PARTES DO EXERCÍCIO:
1/ Resuma em duas frases o excerto sobre as festas populares.
2/ De acordo com o excerto sobre as festas populares, em que universidade é professor Micael Pereira?
3/ Prossiga o excerto sobre as festas populares a partir da sua última frase.

EXCERTO SELECIONADO:
----

Santos populares são marca civilizacional

Micael Pereira, professor de Sociologia da Universidade Católica Portuguesa, olha para as festas populares, entre a religiosidade popular e o paganismo, como uma marca civilizacional

Ecclesia – Falamos de festas populares… Até que ponto esta quebra na rotina dos cidadãos acaba por ser um contributo psicologicamente salutar e que favorece uma vida social mais saudável? 

Micael Pereira – As festas populares, e sobretudo as que estão associadas a uma religião popular, têm uma função civilizacional grande.

Inicialmente pelo aspecto do tempo, não só pelo dia. A festa ritma um tempo extremamente mais largo, na medida que é esperada por muitos, por variadíssimas razões, umas mais do que outras. Ela marca, por isso, um tempo anterior.

Há depois a celebração em si que é a ruptura propriamente dita e depois a festa continua, pois ela não acaba naquele dia. Prolongam-se por vezes para comer os restos ou porque a família fica mais uns dias, por uma quantidade enorme de “acidentes” positivos e negativos que ocorrem durante a festa.

Efectivamente seria normal que nós, sem vivermos em festa, mas que de algum modo andássemos de festa em festa havendo tempo comum pelo meio.

Eu julgo que isto existe na liturgia e lá tem a sua terminologia própria mas existia ainda mais na religião popular, porque ela estende-se pelo ano inteiro – o tempo litúrgico, o tempo das festas dos santos, as chamadas festão de Verão.

A pura dispersão da festa, são as festas análogas que cada um considera diferentes mas que são identitárias para si e que nos permitem sair da monotonia de duas coisas. Uma é a monotonia do tempo actual: nós andamos com um tempo de relógio, que podemos dizer que é discreto, que é igual a todos os dias… Mas muito pobre, porque todo somado é minutado! Para se defender disso há quem faça a festa banalizada.

A vantagem da festa popular é precisamente ela criar uma referência para muita gente que, de tempos a tempos, quebra a vida de todos os dias.

----

DADOS FORNECIDOS:
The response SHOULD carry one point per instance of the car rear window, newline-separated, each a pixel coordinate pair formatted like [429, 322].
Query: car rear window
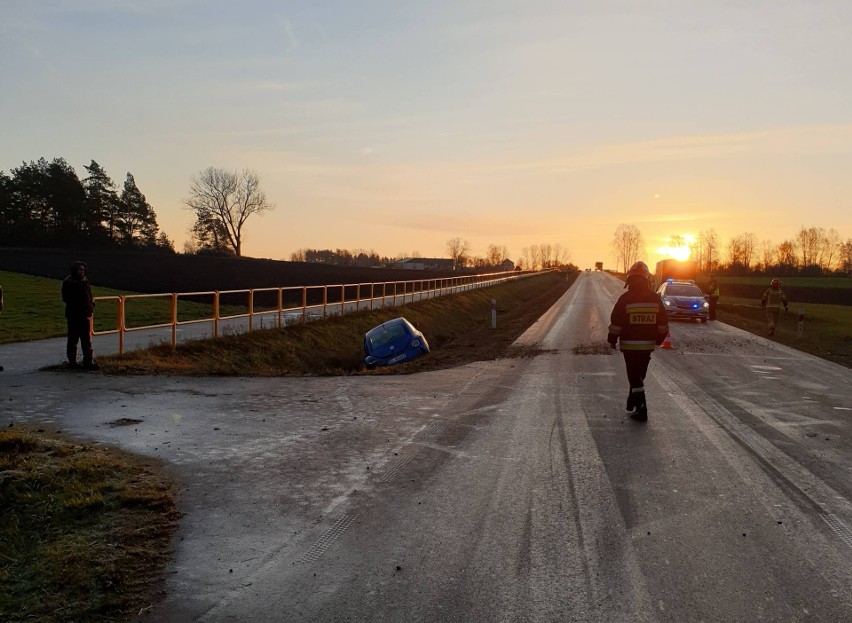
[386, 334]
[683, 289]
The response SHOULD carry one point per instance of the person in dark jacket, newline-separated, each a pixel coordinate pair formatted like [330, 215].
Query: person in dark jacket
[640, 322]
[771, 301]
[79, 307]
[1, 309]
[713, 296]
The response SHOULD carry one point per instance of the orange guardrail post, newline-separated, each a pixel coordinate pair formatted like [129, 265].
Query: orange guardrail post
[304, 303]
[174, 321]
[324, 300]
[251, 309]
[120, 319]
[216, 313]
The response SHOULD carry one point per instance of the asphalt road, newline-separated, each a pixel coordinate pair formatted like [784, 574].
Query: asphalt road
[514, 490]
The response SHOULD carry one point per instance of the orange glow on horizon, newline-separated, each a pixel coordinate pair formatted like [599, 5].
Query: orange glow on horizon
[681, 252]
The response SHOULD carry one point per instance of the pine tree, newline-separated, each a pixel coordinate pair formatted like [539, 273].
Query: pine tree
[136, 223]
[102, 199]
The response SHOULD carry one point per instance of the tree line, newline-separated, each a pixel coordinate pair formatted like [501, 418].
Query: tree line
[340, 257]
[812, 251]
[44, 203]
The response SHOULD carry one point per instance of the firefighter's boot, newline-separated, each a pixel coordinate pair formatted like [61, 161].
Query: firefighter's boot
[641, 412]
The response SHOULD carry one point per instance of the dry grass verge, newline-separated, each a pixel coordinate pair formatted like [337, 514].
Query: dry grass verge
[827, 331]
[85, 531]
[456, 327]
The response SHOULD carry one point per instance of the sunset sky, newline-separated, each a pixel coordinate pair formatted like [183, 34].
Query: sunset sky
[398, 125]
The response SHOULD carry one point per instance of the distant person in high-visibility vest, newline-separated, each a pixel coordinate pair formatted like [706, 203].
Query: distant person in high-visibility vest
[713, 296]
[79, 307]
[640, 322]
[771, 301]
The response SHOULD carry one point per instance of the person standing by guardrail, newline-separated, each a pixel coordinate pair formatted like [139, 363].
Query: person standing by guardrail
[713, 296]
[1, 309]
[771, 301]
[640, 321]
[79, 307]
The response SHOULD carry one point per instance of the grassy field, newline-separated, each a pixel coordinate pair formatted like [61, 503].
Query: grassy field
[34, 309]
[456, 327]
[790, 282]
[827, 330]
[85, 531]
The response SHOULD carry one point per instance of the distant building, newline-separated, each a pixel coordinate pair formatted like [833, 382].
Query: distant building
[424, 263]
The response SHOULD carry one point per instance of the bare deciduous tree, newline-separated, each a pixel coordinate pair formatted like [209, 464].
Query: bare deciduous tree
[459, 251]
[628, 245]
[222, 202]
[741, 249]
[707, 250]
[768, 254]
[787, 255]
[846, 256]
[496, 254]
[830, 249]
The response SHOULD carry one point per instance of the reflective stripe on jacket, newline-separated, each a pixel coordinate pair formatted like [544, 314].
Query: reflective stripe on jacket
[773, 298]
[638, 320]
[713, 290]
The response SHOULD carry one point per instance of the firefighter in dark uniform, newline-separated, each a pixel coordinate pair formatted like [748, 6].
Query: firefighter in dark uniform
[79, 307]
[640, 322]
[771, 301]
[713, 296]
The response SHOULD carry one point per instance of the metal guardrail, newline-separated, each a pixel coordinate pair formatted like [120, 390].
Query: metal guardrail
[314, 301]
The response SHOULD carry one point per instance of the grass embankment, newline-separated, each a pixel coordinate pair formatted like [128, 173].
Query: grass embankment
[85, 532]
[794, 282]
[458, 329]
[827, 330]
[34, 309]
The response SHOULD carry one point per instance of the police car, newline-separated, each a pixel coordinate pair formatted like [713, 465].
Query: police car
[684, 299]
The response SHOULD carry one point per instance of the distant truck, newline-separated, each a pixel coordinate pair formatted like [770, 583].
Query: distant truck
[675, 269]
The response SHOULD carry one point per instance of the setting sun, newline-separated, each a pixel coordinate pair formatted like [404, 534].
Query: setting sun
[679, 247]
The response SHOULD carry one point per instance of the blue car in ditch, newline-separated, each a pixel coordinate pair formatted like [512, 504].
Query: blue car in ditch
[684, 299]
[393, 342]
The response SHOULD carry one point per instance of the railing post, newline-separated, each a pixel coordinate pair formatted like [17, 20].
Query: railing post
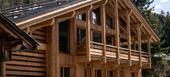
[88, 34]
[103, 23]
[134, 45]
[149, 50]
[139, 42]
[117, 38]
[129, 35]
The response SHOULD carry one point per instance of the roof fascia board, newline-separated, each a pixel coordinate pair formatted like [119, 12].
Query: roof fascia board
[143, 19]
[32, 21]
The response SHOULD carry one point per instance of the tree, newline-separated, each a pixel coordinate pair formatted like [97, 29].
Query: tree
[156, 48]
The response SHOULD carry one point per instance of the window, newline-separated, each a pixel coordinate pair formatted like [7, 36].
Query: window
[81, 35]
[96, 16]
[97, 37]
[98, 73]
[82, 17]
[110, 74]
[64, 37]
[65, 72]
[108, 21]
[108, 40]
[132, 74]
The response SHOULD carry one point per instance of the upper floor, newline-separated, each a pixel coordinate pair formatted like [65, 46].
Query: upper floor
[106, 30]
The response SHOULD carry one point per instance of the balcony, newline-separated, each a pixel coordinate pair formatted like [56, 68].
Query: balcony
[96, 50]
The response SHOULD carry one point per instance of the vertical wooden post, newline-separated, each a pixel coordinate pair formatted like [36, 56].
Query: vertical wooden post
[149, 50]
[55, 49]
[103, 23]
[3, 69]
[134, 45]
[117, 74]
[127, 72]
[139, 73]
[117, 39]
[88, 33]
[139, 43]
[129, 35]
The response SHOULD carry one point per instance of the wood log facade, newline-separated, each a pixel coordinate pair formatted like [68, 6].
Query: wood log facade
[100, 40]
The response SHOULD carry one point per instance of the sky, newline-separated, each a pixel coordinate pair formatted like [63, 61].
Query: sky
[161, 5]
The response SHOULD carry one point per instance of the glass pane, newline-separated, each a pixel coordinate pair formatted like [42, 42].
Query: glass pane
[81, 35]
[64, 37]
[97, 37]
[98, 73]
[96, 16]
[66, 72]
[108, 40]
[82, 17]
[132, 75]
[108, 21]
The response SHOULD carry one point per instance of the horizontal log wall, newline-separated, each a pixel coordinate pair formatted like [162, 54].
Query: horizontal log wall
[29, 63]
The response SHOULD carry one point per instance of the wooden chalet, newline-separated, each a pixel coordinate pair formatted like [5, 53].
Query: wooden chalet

----

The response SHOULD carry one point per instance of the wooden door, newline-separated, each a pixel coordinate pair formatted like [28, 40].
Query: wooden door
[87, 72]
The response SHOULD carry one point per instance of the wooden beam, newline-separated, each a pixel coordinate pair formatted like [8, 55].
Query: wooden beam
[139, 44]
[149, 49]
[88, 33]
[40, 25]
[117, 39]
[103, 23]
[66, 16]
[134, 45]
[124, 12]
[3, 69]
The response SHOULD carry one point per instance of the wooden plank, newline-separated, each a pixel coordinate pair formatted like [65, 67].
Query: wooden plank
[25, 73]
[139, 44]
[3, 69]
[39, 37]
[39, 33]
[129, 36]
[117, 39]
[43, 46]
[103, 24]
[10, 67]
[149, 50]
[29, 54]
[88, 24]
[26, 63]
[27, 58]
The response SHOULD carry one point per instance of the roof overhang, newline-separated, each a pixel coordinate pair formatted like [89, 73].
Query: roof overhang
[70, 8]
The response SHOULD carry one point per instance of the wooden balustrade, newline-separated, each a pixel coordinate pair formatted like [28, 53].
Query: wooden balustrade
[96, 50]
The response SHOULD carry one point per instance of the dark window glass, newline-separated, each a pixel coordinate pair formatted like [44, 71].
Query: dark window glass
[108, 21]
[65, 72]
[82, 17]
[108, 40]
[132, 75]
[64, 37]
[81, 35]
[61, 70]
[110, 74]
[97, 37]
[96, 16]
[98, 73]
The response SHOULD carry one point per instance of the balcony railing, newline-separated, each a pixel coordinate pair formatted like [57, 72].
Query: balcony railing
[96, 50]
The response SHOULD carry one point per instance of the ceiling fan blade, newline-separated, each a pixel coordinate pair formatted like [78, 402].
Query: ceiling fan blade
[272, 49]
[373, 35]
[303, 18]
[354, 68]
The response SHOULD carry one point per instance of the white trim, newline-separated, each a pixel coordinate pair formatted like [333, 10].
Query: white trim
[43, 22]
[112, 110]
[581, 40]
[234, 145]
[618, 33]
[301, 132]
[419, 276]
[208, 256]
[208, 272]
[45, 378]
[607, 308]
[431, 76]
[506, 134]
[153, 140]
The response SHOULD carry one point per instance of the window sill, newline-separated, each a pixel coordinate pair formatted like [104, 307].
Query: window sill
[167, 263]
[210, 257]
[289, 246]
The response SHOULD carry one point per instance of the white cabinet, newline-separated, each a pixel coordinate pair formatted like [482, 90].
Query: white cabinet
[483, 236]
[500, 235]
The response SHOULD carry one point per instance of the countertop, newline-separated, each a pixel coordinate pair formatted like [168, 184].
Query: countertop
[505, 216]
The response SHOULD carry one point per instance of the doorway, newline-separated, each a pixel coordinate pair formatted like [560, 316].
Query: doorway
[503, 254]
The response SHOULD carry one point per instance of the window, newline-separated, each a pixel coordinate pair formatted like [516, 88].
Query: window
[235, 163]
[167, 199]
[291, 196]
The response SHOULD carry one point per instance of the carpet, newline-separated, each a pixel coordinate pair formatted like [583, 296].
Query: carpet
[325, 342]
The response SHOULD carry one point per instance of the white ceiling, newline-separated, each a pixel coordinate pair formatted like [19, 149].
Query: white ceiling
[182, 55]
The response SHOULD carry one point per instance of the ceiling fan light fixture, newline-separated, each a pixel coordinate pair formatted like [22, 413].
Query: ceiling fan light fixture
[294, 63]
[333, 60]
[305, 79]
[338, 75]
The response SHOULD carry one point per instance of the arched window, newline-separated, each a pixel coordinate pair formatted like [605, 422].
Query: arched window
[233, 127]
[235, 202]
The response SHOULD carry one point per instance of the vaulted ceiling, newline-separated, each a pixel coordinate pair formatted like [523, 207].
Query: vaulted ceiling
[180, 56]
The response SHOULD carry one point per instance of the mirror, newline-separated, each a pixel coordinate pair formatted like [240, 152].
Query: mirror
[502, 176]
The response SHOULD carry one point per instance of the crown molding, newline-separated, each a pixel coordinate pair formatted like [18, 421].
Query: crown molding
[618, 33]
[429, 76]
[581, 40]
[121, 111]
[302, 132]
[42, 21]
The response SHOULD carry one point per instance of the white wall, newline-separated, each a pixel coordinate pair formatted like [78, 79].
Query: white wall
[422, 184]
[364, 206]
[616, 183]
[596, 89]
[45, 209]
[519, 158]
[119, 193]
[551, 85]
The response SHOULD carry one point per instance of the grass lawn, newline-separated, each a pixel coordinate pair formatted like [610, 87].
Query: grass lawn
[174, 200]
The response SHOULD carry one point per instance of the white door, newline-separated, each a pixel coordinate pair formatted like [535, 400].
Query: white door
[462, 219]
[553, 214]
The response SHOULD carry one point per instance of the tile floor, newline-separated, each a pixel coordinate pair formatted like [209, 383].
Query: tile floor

----

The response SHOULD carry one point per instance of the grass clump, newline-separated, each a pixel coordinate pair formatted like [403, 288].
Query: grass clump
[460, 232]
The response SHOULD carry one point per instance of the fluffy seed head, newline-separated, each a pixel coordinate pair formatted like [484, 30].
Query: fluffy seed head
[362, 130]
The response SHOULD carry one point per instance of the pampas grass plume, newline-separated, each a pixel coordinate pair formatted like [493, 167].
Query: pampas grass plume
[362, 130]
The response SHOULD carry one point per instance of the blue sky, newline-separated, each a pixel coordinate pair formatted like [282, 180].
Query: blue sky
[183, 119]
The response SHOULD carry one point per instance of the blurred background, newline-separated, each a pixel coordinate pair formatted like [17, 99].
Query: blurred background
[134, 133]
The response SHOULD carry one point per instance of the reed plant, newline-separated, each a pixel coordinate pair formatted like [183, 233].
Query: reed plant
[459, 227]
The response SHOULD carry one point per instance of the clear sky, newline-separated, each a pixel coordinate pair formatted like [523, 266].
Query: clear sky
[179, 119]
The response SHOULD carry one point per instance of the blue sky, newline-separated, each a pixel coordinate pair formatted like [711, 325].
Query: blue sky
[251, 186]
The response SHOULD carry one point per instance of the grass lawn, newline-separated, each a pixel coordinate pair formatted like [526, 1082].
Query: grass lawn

----

RESPOSTAS FINAIS:
1/ Micael Pereira, professor de Sociologia da Universidade Católica Portuguesa, afirma que as festas populares, sobretudo as associadas a uma religião popular, têm uma função civilizacional grande, porque marcam um tempo anterior, a rutura da celebração e um prolongamento depois dela. Para ele, a vantagem da festa popular é criar uma referência que, de tempos a tempos, quebra a vida de todos os dias e a monotonia do tempo de relógio.

2/ Na Universidade Católica Portuguesa.

3/
Permite, portanto, criar ritmos biológicos porque a variedade dos tempos, a variedade das festas, cada uma com o seu enredo, cada uma com a sua ritualização. Isso faz com que haja uma variedade e uma evocação até de mito e de referências ao longo de um tempo enorme.

E – Podemos falar de uma certa liberdade celebrativa na forma de celebrar o santo, além da procissão há os tronos, as sardinhas, os casamentos e o povo encontra ritmos à parte da celebração tradicional…

MP – Houve um tempo em que “era muito bem” contrastar a festa litúrgica e a festa deste tempo.

Contudo eu penso que há aspectos em que efectivamente se encontra uma oposição e outros em que há uma continuidade. Considero que é tradição popular as pessoas em Fátima andarem de joelhos pelo chão, o que não significa que não esteja integrado.

Eu não contrastaria só o eclesiástico com o popular, porque apesar de por vezes existirem divergências entre o clero e o povo, ao fim de um certo tempo acabam por se entender. No fundo o clero gosta de ser popular e as pessoas acabavam por ouvir o sermão.

E – E a Igreja aproveita o que há de bom na tradição popular e assim chega ao povo.

MP – Exacto e a Igreja chamou tradições romanas no passado tanto para a liturgia como para a religião popular. Concerteza que há uma liberdade celebrativa e isso é positivo porque há maior criatividade, permitindo uma adaptação maior das pessoas ao que estão a celebrar.

Permite também reunir mais pessoas, permite ainda confundir. Por exemplo, Santo António hoje é muito mais António do que santo. Por outro lado os casamentos hoje são terrivelmente ambíguos. Foi uma maneira de casar algumas pessoas quase que “à força”, ajudar os que não casariam pela Igreja de outra maneira e agora até incluem os casamentos civis. 

No entanto, a sardinha e o manjerico não baralha a jogada porque o engraçado é perceber um conjunto muito grande de simbologias que transformam a festa num fenómeno global.

No fundo uma festa popular é qualquer coisa que por um lado se dança, se come, se bebe, se cheira e se convive, onde se ouve, se passeia, se ri, se compra, se trabalha, se chora, se reza. É um fenómeno global que toca em imensas coisas e que por qualquer pormenor se tem a festa toda. E é aí que me parece que tem o encanto, não por ser popular, mas por ser criativo e tem uma criatividade que nasce de uma pluralidade muito grande de autores, que convergem num mesmo ideal, numa fantasia que ultrapassa o tempo.

O que é complicado é como é que hoje a Igreja consegue ser poética, ter pessoas eclesiais suficientemente poéticas para carregar, umas vezes de arame outras de lirismo, novos símbolos para recontar a história numa linguagem de hoje, para as adaptar ao que precisamos.

No fundo a festa faz o apelo ao artista e ao poeta na Igreja. Um exemplo extremamente concreto foi Manoel de Oliveira, por ocasião da visita de Bento XVI, ter falado em “ter saudades do paraíso”. Foi o despertar de um poeta, não de versos.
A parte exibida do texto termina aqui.